**What the exercise asks**
Write out all of the data exactly as it appears.

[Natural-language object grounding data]
---+---
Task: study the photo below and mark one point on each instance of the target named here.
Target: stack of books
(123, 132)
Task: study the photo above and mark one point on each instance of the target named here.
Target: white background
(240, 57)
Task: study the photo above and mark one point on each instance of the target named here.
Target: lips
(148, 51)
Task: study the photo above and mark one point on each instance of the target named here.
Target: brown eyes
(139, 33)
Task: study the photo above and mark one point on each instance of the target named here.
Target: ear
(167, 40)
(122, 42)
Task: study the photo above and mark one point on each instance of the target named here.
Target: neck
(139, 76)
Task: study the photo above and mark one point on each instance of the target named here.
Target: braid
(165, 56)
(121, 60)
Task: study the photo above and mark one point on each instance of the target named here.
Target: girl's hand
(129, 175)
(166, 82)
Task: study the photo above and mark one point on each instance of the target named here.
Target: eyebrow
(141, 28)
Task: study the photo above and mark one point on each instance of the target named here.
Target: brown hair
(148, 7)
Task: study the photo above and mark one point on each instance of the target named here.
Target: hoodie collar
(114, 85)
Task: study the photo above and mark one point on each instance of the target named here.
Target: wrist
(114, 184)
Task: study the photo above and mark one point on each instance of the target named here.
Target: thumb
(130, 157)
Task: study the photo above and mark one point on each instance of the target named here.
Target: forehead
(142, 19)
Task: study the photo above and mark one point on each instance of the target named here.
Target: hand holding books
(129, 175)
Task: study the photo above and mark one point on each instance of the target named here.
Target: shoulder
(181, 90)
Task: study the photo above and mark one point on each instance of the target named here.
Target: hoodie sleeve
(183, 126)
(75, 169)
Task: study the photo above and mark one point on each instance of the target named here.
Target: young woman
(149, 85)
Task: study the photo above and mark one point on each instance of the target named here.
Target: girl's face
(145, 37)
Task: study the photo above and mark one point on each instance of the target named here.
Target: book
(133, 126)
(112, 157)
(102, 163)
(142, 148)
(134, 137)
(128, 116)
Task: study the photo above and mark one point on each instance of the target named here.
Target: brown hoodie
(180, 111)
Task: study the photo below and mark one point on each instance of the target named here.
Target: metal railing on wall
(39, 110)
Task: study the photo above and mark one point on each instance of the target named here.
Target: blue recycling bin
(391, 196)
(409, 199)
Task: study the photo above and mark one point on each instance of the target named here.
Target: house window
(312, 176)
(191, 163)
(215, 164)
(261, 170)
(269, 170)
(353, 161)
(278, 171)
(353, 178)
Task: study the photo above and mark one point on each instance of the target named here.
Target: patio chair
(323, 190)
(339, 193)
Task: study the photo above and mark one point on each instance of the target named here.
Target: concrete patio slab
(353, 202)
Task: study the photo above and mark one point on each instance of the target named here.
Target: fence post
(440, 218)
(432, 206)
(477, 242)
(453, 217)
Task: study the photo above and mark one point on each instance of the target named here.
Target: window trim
---+---
**Result of the exercise**
Task: study the photo below and mark one point on each instance of the target named here.
Target: stack of books
(123, 132)
Task: study the photo above and mark one point on each instance of the target named here.
Target: white background
(240, 57)
Task: study the photo above and mark one point on each instance of the target named here.
Target: lips
(148, 51)
Task: study the photo above and mark one point on each instance of the target named here.
Target: brown eyes
(139, 33)
Task: study the photo above and mark one point on each instance of the target named here.
Target: ear
(167, 40)
(122, 42)
Task: study the photo above and mark one point on each instance of the target named here.
Target: neck
(139, 76)
Task: study the photo above and mark one point on each instance of the target named here.
Target: braid
(165, 56)
(121, 60)
Task: study the photo above and mark one point on each instance of the target named here.
Target: girl's hand
(129, 175)
(166, 82)
Task: study the photo above and mark one point on each instance of the target named here.
Target: eyebrow
(141, 28)
Task: study the photo above and mark one point on each instance of the target named here.
Target: brown hair
(148, 7)
Task: study the photo above and mark one point on each instance of the target named here.
Target: hoodie collar
(114, 85)
Task: study the photo above and mark one point on each instance of the target named here.
Target: wrist
(114, 184)
Task: study the photo above and mark one point on each instance of the target named here.
Target: thumb
(130, 157)
Task: study the photo above and mark one point on each instance of the target named here.
Target: forehead
(142, 19)
Task: study the photo above and mark one point on each instance of the target named here.
Target: hand holding books
(129, 175)
Task: study the photo above and mark one point on each instance of the target named here.
Target: shoulder
(181, 90)
Task: study the photo above and mark one point on each instance of the target named here.
Target: hoodie sleeve
(183, 126)
(75, 169)
Task: study the photo above and mark one point on each instance of the target named here.
Target: young woman
(149, 85)
Task: study the photo above and mark one point on each instance of the target named here.
Target: girl's face
(145, 37)
Task: study the photo above and mark one point on each instance of the target named here.
Target: book
(133, 126)
(112, 157)
(102, 163)
(142, 148)
(134, 137)
(128, 116)
Task: study the photo above and mark one point on each instance of the target named here.
Target: brown hoodie
(180, 111)
Task: study the photo below and mark one point on each instance of the target named here.
Target: metal railing on wall
(39, 110)
Task: study the photo above and mark one point on each instance of the target named here.
Target: blue recycling bin
(391, 196)
(409, 199)
Task: study the photo above and mark one point on each instance of the target named here.
Target: house window
(312, 176)
(191, 163)
(215, 164)
(261, 170)
(269, 170)
(353, 161)
(278, 171)
(353, 178)
Task: study the photo above and mark one point on each instance of the target named here.
Target: patio chair
(323, 190)
(339, 193)
Task: study the photo above and mark one point on each instance of the target named here.
Target: concrete patio slab
(353, 202)
Task: study the photo above and mark one point on each instance of the target named here.
Target: fence post
(440, 218)
(432, 206)
(477, 242)
(453, 217)
Task: study the photo above and mark one point on each instance of the target named here.
Target: window trim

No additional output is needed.